* **Task directions**
Copy the lines verbatim from the first line of the rows through the line that contains "Return the mask", including that line.

(Dataset rows)
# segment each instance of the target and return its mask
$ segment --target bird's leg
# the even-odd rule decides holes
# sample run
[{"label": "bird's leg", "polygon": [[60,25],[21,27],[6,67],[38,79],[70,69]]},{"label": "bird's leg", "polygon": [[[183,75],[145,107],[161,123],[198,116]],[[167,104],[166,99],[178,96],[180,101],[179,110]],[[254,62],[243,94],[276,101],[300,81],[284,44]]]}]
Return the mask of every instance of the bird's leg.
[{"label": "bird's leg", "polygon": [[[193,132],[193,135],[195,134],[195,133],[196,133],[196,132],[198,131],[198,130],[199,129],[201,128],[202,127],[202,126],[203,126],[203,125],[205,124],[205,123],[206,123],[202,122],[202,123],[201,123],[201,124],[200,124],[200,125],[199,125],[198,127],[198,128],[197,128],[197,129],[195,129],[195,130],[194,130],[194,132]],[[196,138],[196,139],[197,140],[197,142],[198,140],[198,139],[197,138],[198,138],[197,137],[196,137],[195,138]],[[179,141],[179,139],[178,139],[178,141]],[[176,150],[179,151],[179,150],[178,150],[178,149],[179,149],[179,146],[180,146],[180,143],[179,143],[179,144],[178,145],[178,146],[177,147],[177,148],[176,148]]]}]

* **Written solution**
# segment each instance of the target and return its mask
$ segment --target bird's leg
# the even-odd rule decides holes
# sample run
[{"label": "bird's leg", "polygon": [[60,25],[21,27],[6,67],[38,79],[70,69]]},{"label": "bird's leg", "polygon": [[[183,75],[145,107],[161,123],[198,116]],[[167,104],[166,99],[178,96],[180,101],[179,110]],[[254,62],[243,94],[276,101],[300,81],[284,44]]]}]
Return the mask of every instance of the bird's leg.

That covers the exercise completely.